== SHORT PROBLEM ==
Return the listing below verbatim, reproducing every line without any change.

== Position annotation records ==
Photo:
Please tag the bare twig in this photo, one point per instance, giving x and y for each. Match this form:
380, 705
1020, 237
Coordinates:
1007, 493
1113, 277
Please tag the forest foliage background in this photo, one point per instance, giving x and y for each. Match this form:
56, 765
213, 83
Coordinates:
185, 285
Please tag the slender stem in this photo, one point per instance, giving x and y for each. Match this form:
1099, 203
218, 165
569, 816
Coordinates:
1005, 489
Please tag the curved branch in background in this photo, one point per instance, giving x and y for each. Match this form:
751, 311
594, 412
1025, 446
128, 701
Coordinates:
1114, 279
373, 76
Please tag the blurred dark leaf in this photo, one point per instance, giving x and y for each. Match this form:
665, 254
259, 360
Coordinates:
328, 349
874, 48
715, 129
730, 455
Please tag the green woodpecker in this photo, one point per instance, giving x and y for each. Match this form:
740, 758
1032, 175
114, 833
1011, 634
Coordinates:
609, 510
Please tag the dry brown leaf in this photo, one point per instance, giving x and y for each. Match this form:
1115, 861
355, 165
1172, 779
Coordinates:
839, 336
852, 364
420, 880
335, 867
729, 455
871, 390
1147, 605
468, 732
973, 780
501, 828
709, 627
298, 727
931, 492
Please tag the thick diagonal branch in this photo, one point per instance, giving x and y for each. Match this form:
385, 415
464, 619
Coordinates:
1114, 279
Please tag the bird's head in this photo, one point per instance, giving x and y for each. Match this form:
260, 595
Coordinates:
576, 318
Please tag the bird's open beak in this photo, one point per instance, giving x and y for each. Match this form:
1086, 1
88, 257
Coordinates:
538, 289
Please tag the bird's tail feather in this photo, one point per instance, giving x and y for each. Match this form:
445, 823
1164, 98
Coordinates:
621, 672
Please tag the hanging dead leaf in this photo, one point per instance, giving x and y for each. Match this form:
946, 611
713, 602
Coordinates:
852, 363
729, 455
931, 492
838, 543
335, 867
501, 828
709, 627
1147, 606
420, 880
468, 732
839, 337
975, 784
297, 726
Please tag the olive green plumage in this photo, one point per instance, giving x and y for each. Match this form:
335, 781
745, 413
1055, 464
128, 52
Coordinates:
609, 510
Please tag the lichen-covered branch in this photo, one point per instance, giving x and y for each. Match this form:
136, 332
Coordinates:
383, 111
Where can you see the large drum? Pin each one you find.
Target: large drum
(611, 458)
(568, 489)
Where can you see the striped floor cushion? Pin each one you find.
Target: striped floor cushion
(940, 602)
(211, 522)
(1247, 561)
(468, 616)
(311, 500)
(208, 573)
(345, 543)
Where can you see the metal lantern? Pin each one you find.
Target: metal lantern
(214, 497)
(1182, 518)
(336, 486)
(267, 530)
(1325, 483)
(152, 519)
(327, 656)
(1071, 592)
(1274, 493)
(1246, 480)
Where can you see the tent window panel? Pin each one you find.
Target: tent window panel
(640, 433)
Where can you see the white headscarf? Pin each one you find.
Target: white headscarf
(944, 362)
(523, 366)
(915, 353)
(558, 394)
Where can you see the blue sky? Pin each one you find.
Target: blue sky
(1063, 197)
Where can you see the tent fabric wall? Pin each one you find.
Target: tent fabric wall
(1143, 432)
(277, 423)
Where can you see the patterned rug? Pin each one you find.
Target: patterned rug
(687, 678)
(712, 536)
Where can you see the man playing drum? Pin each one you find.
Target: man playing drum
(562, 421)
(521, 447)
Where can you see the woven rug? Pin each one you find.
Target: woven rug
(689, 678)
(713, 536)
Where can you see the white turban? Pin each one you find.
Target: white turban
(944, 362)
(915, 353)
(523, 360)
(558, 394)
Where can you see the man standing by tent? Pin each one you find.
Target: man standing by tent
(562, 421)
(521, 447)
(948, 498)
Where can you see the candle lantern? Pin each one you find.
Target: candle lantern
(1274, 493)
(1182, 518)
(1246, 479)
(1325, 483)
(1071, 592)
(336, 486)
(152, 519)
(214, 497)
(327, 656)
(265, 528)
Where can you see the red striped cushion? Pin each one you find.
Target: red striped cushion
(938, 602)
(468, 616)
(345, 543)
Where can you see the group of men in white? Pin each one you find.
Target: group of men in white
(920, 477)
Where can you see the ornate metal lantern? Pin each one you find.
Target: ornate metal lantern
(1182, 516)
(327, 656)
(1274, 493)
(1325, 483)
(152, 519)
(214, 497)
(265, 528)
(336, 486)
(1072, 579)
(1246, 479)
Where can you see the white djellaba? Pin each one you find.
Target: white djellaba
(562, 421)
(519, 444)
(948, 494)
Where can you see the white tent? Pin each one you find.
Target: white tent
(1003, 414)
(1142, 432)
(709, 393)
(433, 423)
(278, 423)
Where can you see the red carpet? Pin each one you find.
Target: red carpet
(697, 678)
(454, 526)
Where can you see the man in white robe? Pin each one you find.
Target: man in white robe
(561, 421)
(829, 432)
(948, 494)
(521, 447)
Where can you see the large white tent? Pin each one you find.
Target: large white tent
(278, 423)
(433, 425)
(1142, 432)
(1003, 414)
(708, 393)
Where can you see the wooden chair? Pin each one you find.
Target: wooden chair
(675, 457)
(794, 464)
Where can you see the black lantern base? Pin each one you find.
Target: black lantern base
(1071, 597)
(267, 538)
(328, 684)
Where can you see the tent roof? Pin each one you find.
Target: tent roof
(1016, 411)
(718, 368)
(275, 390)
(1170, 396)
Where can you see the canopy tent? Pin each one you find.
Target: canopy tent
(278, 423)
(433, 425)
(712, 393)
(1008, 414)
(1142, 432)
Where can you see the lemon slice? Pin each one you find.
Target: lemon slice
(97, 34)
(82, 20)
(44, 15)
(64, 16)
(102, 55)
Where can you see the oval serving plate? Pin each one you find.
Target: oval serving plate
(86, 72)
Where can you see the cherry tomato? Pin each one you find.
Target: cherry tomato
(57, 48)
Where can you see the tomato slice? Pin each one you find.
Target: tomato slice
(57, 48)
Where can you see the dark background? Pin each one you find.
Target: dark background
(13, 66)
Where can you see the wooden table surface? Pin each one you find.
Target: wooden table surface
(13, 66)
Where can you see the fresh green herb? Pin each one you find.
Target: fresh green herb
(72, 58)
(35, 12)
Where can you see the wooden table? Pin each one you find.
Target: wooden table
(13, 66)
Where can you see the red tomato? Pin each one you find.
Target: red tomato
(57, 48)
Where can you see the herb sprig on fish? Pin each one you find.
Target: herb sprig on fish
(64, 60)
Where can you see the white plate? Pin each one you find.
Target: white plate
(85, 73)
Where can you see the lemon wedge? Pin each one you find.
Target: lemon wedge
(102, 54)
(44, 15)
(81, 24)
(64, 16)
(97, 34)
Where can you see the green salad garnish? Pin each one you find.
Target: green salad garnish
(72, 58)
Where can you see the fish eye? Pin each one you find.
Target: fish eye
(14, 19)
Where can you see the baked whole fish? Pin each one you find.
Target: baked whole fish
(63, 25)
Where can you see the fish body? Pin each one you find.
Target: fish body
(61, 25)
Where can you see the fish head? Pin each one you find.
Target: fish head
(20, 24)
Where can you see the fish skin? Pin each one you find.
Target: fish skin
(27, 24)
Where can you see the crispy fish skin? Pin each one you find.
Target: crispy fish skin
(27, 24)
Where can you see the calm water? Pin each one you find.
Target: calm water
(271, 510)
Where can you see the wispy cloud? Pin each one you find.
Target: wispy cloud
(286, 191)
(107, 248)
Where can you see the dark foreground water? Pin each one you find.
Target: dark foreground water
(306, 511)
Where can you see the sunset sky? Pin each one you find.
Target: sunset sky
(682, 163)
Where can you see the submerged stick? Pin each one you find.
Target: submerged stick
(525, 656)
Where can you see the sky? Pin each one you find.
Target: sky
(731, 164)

== EXERCISE RESPONSE ==
Photo:
Please tag the bare twig in this photo, one point per instance, giving x and y for each. Match this form:
380, 705
1020, 237
Coordinates:
1007, 493
1113, 277
Please tag the forest foliage background in this photo, one point per instance, giving x and y for each. Match this form:
56, 765
213, 83
Coordinates:
185, 285
Please tag the slender stem in this photo, one point per instance, giving x and y for each. Match this form:
1099, 203
218, 165
569, 816
Coordinates:
1005, 489
Please tag the curved branch in background in this photo, one point per instance, giving x and y for each. Match this form:
751, 311
594, 412
1025, 446
128, 701
Coordinates:
1114, 279
373, 76
Please tag the blurred dark leaf in this photo, one point per instance, giving x and y for each. Match this form:
665, 254
259, 360
Coordinates:
328, 349
874, 48
715, 129
730, 455
Please tag the green woodpecker in this photo, one point per instance, giving x and y for each. Match this form:
740, 758
1032, 175
114, 833
1011, 634
Coordinates:
609, 510
Please tag the dry brown leaf in this photo, one point per instance, giving x and y for each. Match this form:
1115, 861
355, 165
1172, 779
Coordinates:
839, 336
852, 364
420, 880
335, 867
729, 455
871, 390
1147, 605
468, 732
973, 780
501, 828
709, 627
298, 727
931, 492
Please tag the thick diagonal branch in this photo, one point per instance, giving x and y for each. Match this form:
385, 415
464, 619
Coordinates:
1114, 279
Please tag the bird's head in this photo, one point per instance, giving x and y for each. Match this form:
260, 595
Coordinates:
576, 318
Please tag the bird's open beak in this photo, one point per instance, giving x and y for each. Match this form:
1086, 1
88, 257
Coordinates:
538, 289
Please tag the bird's tail feather in this photo, one point per instance, giving x and y for each. Match this form:
445, 823
1164, 98
Coordinates:
621, 672
Please tag the hanging dead leaf in this photo, one point per instance, giving x and y for each. Match this form:
946, 611
713, 602
Coordinates:
852, 363
729, 455
931, 492
838, 543
335, 867
501, 828
709, 627
1147, 606
420, 880
468, 732
839, 337
975, 784
297, 726
Please tag the olive green plumage in this photo, one point per instance, giving x and y for each. Match this form:
335, 781
745, 413
1055, 464
128, 52
Coordinates:
609, 510
Please tag the lichen-covered branch in this photo, one point per instance, giving x and y for each. Match this form:
136, 332
Coordinates:
383, 111
Where can you see the large drum? Pin each one you find.
Target: large drum
(611, 458)
(568, 489)
Where can you see the striped floor cushion? Pin each one you find.
Target: striped floor cushion
(940, 602)
(211, 522)
(1247, 561)
(468, 616)
(311, 500)
(208, 573)
(345, 543)
Where can you see the metal lantern? Pin each one you find.
Target: metal lantern
(214, 497)
(1182, 518)
(336, 486)
(267, 530)
(1325, 483)
(152, 519)
(327, 656)
(1071, 592)
(1274, 493)
(1246, 480)
Where can you see the tent window panel? Pin each one you find.
Target: tent window panel
(640, 433)
Where can you see the white headscarf? Pin each one you find.
Target: white headscarf
(944, 362)
(523, 366)
(915, 353)
(558, 394)
Where can you see the blue sky? Pin each one you find.
Target: blue sky
(1063, 197)
Where can you see the tent fabric wall? Pin each one you find.
Target: tent fabric wall
(1143, 432)
(277, 423)
Where can you see the patterned rug? Pin each one you find.
Target: patterned rug
(687, 678)
(712, 536)
Where can you see the man playing drum? Pin each one you find.
Target: man playing drum
(562, 421)
(521, 447)
Where can you see the woven rug? Pin each one you find.
Target: woven rug
(689, 678)
(713, 536)
Where can you see the white turban? Pin each one you find.
Target: white turban
(944, 362)
(915, 353)
(523, 360)
(558, 394)
Where can you see the man standing by tent? Pin each one you find.
Target: man standing by tent
(562, 421)
(521, 447)
(948, 498)
Where can you see the candle lantern? Pin each one you find.
Target: candle lantern
(1274, 493)
(1182, 518)
(1246, 479)
(1325, 483)
(1071, 592)
(336, 486)
(152, 519)
(214, 497)
(327, 656)
(265, 528)
Where can you see the red striped cushion? Pin each one you find.
Target: red striped cushion
(938, 602)
(468, 616)
(345, 543)
Where can you see the group of men in white? Pin each one you find.
Target: group of men in white
(920, 477)
Where can you see the ornate metal lantern? Pin each one you find.
Target: ornate metal lantern
(1182, 516)
(327, 656)
(1274, 493)
(1325, 483)
(152, 519)
(214, 497)
(265, 528)
(336, 486)
(1072, 579)
(1246, 479)
Where can you see the white djellaba? Pin each one you find.
Target: white djellaba
(562, 421)
(519, 444)
(948, 494)
Where can you see the white tent? Pin each one you find.
Target: white tent
(1003, 414)
(1142, 432)
(709, 393)
(433, 423)
(278, 423)
Where can you see the red carpet? Pin each one you find.
Target: red carpet
(697, 678)
(454, 526)
Where can you see the man in white robe? Pin each one you find.
Target: man in white robe
(561, 421)
(829, 432)
(948, 494)
(521, 447)
Where can you see the large white tent? Pin each one you find.
Target: large white tent
(278, 423)
(433, 425)
(1142, 432)
(1003, 414)
(708, 393)
Where can you see the wooden chair? Pin each one you find.
Target: wooden chair
(675, 457)
(794, 464)
Where can you see the black lantern base? Pin each one you find.
Target: black lantern base
(1071, 597)
(267, 538)
(328, 684)
Where can you see the tent roof? Pin each one you find.
Target: tent roof
(1016, 411)
(718, 368)
(275, 390)
(1170, 396)
Where can you see the canopy tent? Pin each one you find.
Target: canopy tent
(278, 423)
(433, 425)
(712, 393)
(1008, 414)
(1142, 432)
Where can you see the lemon slice? Pin each one you find.
Target: lemon slice
(97, 34)
(82, 20)
(44, 15)
(64, 16)
(102, 55)
Where can you see the oval serving plate? Pin each one you find.
Target: oval serving plate
(86, 72)
Where can you see the cherry tomato? Pin each one you find.
Target: cherry tomato
(57, 48)
Where can you see the tomato slice? Pin each one you find.
Target: tomato slice
(57, 48)
Where can you see the dark background? Pin each one you find.
Target: dark background
(13, 66)
Where can you see the wooden table surface? Pin each one you find.
Target: wooden table surface
(13, 66)
Where can you see the fresh green herb? Pin each one you find.
Target: fresh green herb
(72, 58)
(35, 12)
Where can you see the wooden table? Pin each one you find.
Target: wooden table
(13, 66)
Where can you see the red tomato? Pin each one you find.
Target: red tomato
(57, 48)
Where can you see the herb sprig on fish? Pin each one you find.
Target: herb sprig on fish
(64, 60)
Where can you see the white plate? Pin each one you find.
Target: white plate
(85, 73)
Where can you see the lemon wedge? Pin each one you find.
Target: lemon wedge
(102, 54)
(44, 15)
(81, 24)
(64, 16)
(97, 34)
Where can you see the green salad garnish? Pin each one you find.
Target: green salad garnish
(72, 58)
Where can you see the fish eye? Pin each one you find.
Target: fish eye
(14, 19)
Where can you see the baked whole fish? Pin each one you find.
Target: baked whole fish
(63, 25)
Where can you see the fish body? Pin each one you find.
Target: fish body
(61, 25)
Where can you see the fish head? Pin each one you find.
Target: fish head
(20, 24)
Where can you see the fish skin? Pin each one you find.
Target: fish skin
(27, 24)
Where can you see the crispy fish skin? Pin each one you find.
Target: crispy fish skin
(27, 24)
Where can you see the calm water? Pin each one you find.
Target: calm water
(271, 510)
Where can you see the wispy cloud? Pin each one you find.
Target: wispy cloud
(286, 191)
(107, 248)
Where can you see the dark foreground water? Pin each one you find.
Target: dark foreground water
(306, 511)
Where can you see the sunset sky? Pin each one you find.
Target: sunset sky
(682, 163)
Where can you see the submerged stick? Pin each one you find.
Target: submerged stick
(525, 656)
Where can you see the sky? Pin each one you find.
Target: sky
(731, 164)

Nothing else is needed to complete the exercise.